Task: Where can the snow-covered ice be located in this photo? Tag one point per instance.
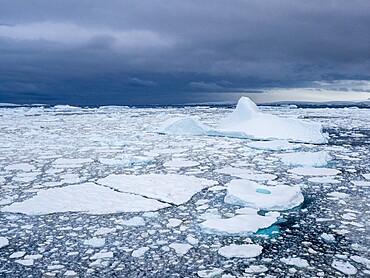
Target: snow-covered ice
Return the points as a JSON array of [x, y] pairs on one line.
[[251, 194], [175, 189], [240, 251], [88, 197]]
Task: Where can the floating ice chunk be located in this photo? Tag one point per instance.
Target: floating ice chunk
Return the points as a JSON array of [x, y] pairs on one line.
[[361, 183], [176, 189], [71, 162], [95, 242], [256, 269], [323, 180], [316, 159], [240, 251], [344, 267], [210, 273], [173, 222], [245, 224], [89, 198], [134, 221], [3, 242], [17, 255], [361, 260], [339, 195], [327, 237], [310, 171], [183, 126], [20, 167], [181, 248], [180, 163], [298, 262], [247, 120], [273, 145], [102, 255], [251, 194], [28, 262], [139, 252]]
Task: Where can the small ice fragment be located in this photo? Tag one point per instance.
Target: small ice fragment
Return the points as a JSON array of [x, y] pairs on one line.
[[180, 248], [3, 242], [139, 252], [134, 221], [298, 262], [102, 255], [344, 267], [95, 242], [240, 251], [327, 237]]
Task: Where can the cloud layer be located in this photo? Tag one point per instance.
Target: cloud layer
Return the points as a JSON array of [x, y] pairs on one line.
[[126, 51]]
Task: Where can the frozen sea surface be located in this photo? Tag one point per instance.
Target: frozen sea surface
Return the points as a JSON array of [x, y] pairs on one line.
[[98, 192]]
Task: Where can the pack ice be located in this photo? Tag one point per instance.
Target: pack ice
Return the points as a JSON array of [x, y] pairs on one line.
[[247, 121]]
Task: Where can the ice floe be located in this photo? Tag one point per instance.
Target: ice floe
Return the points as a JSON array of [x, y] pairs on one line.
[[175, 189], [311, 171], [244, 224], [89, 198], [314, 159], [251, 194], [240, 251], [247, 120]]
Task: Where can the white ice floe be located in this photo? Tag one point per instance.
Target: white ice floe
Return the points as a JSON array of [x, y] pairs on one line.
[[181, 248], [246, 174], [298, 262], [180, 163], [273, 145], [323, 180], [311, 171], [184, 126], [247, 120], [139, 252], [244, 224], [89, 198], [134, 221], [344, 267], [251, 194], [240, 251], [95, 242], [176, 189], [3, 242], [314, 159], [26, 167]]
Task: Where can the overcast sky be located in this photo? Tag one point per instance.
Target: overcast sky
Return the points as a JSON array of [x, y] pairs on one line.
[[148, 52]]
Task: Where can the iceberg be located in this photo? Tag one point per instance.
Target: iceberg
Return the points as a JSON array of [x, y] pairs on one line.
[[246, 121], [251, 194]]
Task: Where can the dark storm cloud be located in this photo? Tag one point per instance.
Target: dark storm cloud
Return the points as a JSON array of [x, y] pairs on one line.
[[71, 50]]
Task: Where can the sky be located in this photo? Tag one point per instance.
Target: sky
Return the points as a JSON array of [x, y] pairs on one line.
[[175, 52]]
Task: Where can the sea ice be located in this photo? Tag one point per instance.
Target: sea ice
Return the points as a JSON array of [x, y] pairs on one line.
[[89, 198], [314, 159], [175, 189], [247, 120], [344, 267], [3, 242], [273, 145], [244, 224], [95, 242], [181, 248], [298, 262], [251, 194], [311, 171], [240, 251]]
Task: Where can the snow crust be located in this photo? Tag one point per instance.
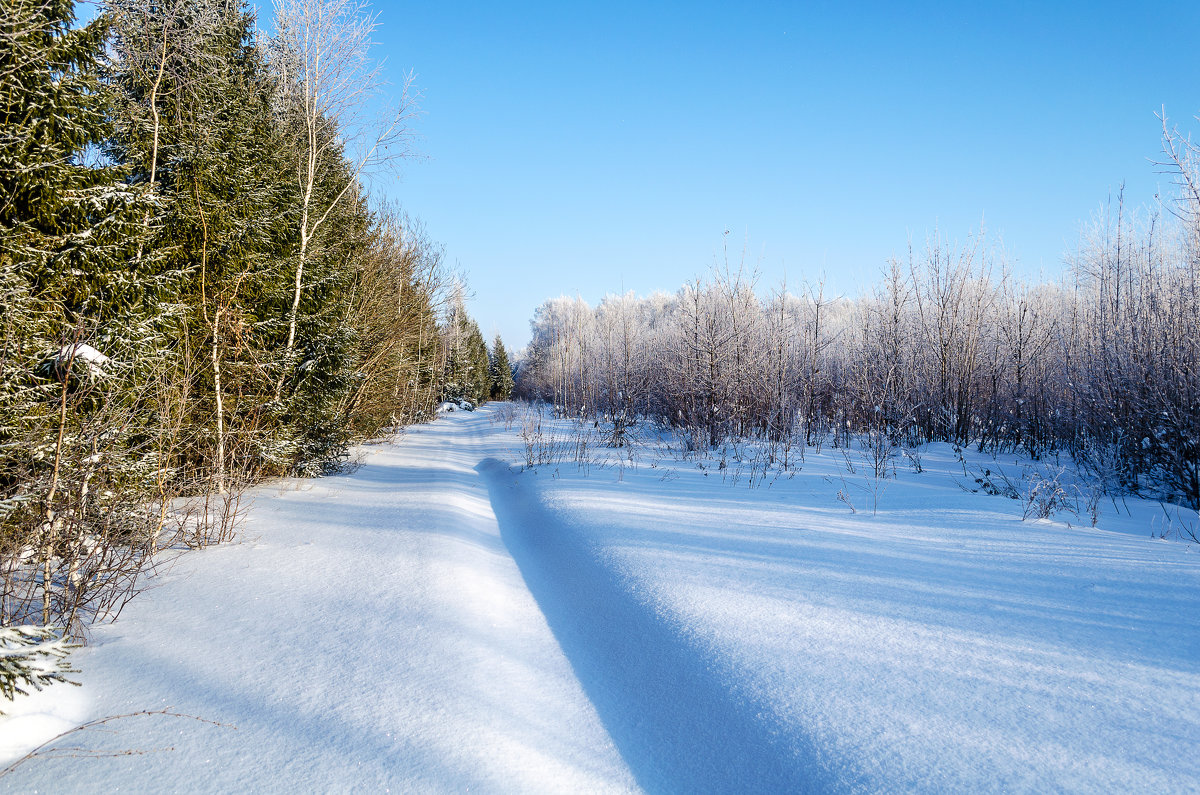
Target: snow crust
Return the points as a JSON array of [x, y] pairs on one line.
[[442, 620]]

* * * * *

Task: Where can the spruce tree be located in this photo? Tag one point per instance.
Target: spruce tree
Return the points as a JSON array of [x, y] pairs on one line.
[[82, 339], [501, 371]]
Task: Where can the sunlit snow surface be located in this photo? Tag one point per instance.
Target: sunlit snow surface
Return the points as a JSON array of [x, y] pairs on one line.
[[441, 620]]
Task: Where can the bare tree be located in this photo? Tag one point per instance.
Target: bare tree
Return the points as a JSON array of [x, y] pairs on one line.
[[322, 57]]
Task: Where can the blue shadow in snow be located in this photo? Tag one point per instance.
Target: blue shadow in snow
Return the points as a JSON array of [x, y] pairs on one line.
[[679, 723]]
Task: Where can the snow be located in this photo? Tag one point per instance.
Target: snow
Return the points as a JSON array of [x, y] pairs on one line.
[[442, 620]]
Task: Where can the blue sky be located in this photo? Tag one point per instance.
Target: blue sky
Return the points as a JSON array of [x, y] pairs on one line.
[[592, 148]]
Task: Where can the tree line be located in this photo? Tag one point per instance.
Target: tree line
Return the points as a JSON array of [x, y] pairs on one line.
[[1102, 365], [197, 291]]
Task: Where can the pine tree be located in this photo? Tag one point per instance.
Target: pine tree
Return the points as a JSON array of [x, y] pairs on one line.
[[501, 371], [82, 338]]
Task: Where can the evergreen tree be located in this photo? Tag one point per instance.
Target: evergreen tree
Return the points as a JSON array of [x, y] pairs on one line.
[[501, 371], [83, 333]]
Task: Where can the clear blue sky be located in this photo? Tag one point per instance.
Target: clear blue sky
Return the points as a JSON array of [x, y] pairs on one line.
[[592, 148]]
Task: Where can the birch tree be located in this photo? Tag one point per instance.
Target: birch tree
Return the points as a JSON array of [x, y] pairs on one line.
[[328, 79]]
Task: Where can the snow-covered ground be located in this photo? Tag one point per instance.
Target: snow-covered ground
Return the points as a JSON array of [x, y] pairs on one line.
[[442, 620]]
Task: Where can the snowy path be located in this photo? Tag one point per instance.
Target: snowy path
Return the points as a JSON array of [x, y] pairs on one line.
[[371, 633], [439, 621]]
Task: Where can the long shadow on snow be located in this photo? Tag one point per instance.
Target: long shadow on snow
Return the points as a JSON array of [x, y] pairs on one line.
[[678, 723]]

* * * * *

AIM OF THE TASK:
Search the listing above for "ground" and copy every line that holds it.

RESPONSE FOR THIS EXERCISE:
Task: Where can the snow-covered ground be located in this photo? Tag one point per instance.
Target: snow-covered ground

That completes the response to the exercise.